* [EXTRAIT CITÉ]
_____

À la base de ces institutions, on trouve l’Apella : l’assemblée des citoyens (en grec, homoioi, les « égaux ») qui vote, sans réel débat, les lois proposées par la gérousie. Les homoioi forment en réalité une petite élite : autour de huit mille personnes au Ve siècle avant notre ère, à l’apogée de Sparte. En dessous d’eux, on retrouve les périèques, hommes libres mais sans droits politiques, et surtout l’armée des Hilotes dont le statut s’apparente à celui des serfs, sans toutefois être assimilable à celui d’esclave. Ce sont eux qui font tourner l’essentiel de la machine économique de Sparte. Les citoyens, eux, participent à la chose publique, mais surtout – devoir autant que privilège – aux opérations militaires, qui occupent une place centrale dans la vie de la cité connue pour ses hauts faits guerriers.
La guerre, pilier de Sparte
Sparte est en effet une société extrêmement militarisée. À la naissance, les nouveau-nés mâles sont présentés aux Anciens, et les plus fragiles, les infirmes, les mal formés – incapables de remplir leur rôle dans l’armée – sont éliminés. Dès l’âge de 7 ans, les enfants sont confiés à la cité. C’est là que commence leur éducation militaire, afin de faire d’eux de farouches hoplites, ces soldats d’infanterie de la Grèce antique. Les exercices sont quotidiens, épuisants. À 12 ans, ils entrent à la caserne, où ils apprennent le maniement des armes. On leur inculque une véritable « éthique du soldat » : résistance à la douleur, maîtrise des peurs, persévérance… Le développement de la solidarité, de la cohésion entre les futurs frères d’armes est au cœur de cette agôgè (« éducation »). Les jeunes hommes partagent les mêmes conditions de vie rudes : dortoirs inconfortables, repas communs… Ils apprennent à se confronter à la vue du sang, à mettre à mort sans remords.
À 18 ans arrive la dernière étape avant l’accession à la communauté des citoyens : la crypte. Pendant une année entière, les aspirants citoyens les plus talentueux sont envoyés hors de la cité et doivent survivre par leurs propres moyens, sans aucune aide, pendant des mois. Platon décrit cette phase d’entraînement dans son dialogue Les Lois : « On envoyait un jeune hors de la ville, avec consigne de ne pas être vu pendant tel laps de temps. Il était donc forcé de vivre en parcourant les montagnes, en ne dormant que d'un œil, afin de ne pas être pris, sans avoir recours à des serviteurs ni emporter de provisions. C'était aussi une autre forme d'exercice pour la guerre, car on envoyait chaque jeune homme nu, en lui enjoignant d'errer toute une année à l'extérieur, et de se nourrir à l'aide de rapines et d'expédients semblables, cela de manière à n'être visible pour personne. »
“À Sparte, la grande cause, c’est la guerre. Son esprit, c’est le sacrifice de l’individu pour quelque chose de plus grand que soi, pour la communauté, pour la cité, pour l’État ou la loi”

_____

* [CONSIGNES]
A) Selon l'extrait sur Sparte, pour quelle raison élimine-t-on les nouveau-nés mâles les plus fragiles ? Répondez en une à trois phrases.
B) Reprenez l'extrait sur Sparte après sa dernière phrase et poursuivez-en le propos.
Les items forment un matériau distinct de l'extrait sur Sparte.

_____

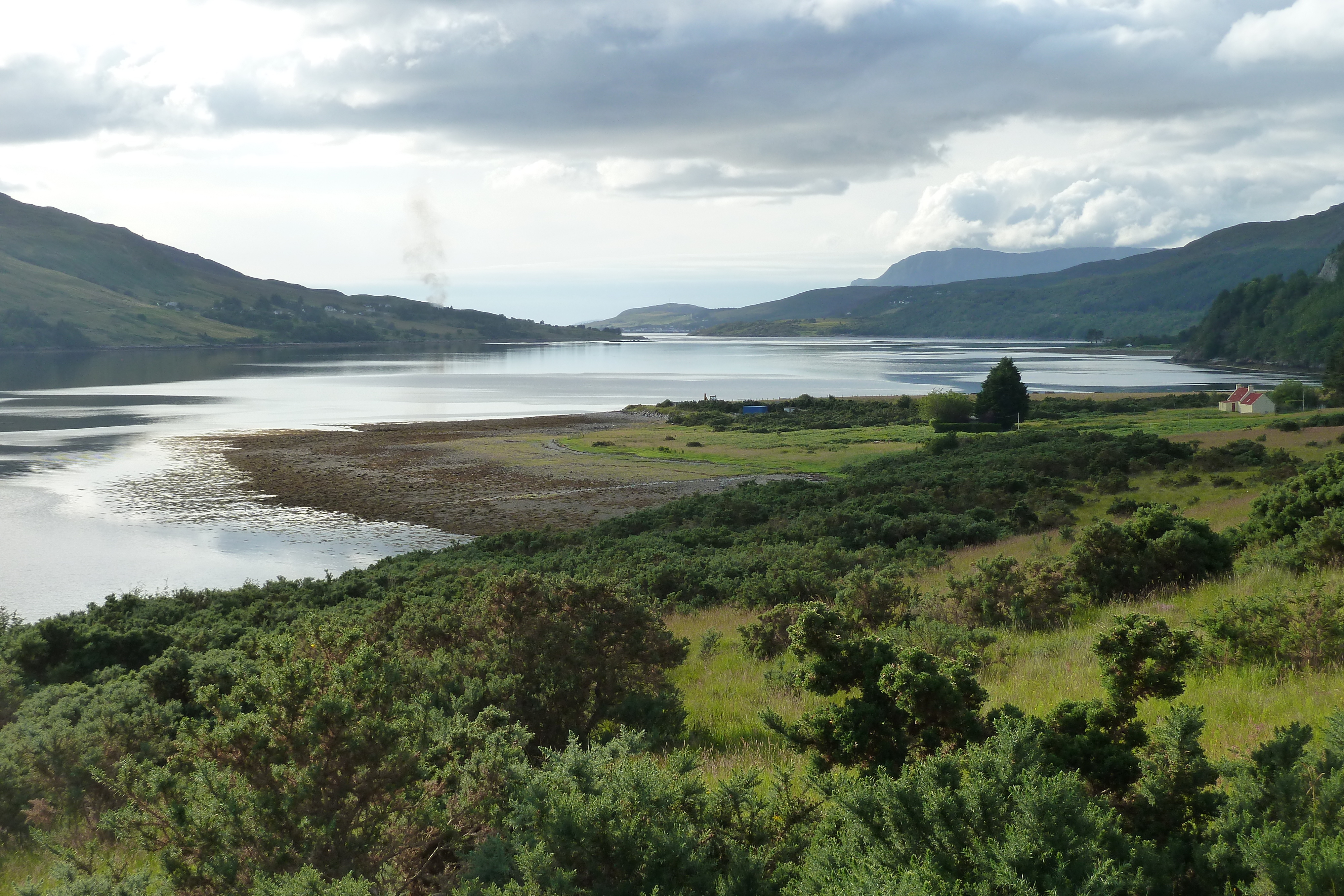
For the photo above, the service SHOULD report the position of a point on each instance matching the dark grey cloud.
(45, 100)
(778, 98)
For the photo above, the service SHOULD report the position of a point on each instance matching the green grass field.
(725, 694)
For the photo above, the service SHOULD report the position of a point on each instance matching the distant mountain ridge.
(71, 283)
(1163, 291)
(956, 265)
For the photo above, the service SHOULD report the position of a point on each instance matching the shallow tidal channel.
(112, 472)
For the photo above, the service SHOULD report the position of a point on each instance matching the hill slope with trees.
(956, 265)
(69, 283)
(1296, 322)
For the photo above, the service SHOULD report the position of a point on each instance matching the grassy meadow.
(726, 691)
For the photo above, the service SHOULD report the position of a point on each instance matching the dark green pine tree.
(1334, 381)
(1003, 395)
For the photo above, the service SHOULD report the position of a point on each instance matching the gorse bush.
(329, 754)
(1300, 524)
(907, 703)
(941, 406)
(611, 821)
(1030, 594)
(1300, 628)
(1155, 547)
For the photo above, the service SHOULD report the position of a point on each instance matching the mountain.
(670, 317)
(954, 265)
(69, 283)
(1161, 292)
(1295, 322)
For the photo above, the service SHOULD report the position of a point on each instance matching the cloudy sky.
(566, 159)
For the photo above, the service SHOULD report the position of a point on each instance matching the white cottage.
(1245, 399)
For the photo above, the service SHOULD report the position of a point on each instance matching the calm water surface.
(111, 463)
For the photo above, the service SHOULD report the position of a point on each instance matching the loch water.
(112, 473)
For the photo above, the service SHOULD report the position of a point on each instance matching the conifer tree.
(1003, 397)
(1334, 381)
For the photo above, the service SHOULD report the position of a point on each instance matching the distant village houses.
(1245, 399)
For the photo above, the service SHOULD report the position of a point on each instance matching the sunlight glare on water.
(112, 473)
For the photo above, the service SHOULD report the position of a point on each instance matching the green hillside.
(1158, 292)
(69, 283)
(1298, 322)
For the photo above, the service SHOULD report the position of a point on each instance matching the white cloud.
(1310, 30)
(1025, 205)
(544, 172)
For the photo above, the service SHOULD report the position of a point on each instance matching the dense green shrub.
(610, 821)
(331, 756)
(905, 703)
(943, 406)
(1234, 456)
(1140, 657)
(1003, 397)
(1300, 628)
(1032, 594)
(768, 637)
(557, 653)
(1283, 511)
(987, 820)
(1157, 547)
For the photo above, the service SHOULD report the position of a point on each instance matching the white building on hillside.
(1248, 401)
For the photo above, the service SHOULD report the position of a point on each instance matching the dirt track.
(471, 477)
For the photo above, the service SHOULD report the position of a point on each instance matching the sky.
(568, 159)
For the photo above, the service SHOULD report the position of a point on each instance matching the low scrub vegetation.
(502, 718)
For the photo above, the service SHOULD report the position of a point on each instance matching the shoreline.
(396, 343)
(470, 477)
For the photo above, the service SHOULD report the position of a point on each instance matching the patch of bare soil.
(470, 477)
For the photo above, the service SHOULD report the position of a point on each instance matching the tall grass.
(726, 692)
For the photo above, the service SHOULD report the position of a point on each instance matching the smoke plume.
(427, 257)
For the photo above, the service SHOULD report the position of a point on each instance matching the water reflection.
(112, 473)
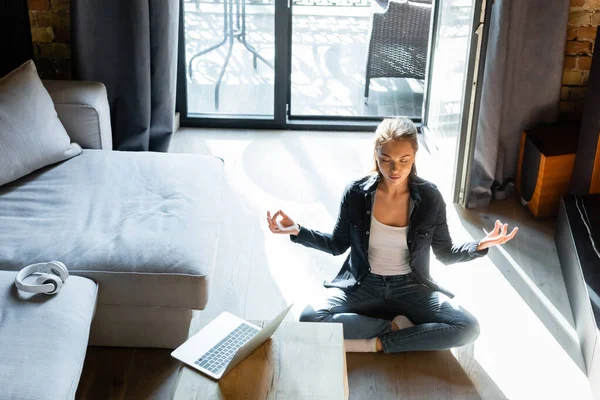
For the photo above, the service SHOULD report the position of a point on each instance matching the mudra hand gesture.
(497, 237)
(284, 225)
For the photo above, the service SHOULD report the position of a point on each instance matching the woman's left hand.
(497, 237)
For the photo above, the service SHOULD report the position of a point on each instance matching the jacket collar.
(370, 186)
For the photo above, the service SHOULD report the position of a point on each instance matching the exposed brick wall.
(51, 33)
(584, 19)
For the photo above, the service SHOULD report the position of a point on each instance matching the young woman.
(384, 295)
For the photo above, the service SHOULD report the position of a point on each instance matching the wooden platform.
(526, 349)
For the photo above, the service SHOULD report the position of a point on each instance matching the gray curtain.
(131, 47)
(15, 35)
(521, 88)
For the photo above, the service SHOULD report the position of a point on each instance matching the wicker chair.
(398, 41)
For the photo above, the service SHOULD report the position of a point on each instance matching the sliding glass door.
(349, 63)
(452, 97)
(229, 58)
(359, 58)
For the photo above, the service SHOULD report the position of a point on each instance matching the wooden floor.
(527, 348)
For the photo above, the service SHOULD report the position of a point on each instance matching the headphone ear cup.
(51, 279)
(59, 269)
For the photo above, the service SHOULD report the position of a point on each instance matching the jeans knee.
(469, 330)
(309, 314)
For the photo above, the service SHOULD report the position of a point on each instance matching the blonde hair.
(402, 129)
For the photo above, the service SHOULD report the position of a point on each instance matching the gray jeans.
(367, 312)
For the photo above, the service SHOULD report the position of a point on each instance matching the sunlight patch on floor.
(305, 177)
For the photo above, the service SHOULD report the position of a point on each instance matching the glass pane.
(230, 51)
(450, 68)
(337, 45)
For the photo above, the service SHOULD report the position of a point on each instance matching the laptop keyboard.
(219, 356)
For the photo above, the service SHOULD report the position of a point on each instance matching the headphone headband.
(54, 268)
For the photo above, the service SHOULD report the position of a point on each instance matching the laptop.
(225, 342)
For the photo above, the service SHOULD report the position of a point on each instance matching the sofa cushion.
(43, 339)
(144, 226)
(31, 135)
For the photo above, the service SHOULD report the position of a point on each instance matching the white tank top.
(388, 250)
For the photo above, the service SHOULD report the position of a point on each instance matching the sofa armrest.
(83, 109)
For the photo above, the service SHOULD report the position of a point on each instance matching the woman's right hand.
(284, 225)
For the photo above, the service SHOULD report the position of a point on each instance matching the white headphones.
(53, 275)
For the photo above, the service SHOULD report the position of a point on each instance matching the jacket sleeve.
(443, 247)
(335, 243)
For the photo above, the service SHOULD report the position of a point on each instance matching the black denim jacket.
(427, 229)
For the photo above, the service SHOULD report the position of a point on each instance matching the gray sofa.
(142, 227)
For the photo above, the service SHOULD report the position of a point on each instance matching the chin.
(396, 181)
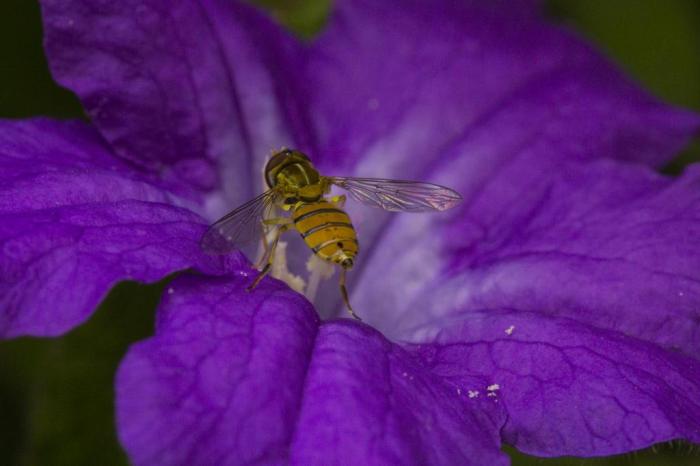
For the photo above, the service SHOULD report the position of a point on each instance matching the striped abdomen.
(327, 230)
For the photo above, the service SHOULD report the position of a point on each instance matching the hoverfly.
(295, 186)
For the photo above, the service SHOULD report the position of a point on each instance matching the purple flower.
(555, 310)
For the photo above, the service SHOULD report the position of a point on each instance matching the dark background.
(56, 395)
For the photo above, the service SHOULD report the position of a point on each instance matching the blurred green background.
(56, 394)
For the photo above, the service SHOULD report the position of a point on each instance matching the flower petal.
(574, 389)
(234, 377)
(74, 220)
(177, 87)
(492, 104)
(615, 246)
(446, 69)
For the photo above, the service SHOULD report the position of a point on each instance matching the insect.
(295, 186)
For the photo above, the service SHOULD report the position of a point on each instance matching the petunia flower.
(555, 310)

_____

* [RÉPONSES PAR CONSIGNE]
A) Les nouveau-nés mâles fragiles, infirmes ou mal formés sont éliminés parce qu'ils seraient incapables de remplir leur rôle dans l'armée. Cette pratique découle du caractère extrêmement militarisé de la société spartiate.

B)
Pauvrement vêtus, à peine armés, les jeunes hommes endurent des conditions de vie très éprouvantes. Celles-ci doivent permettre le développement de qualités militaires tout en contrastant, à bien des égards, avec la future vie de soldat, comme l’observe l’historien Pierre Vidal-Naquet dans Le Chasseur noir. Formes de pensée et formes de société dans le monde grec (1981) : désarmement face au lourd équipement du hoplite, solitude contre collectivité, meurtre par ruse et embuscade versus combat « à la loyale ». Les Cryptes participent, notamment, à la grande « guerre » ritualisée lancée chaque année contre les Hilotes : ils sont encouragés à s’infiltrer, de nuit (car le Crypte ne doit pas être vu), dans les villages des Hilotes, et d’en tuer le plus possible – en particulier les Hilotes influents, puissants, ceux qui seraient susceptibles de mener une révolte que Sparte n’a jamais cessé de redouter. Les jeunes qui survivent à la Cryptie intègrent l’hippeis, l'élite de l'armée civique.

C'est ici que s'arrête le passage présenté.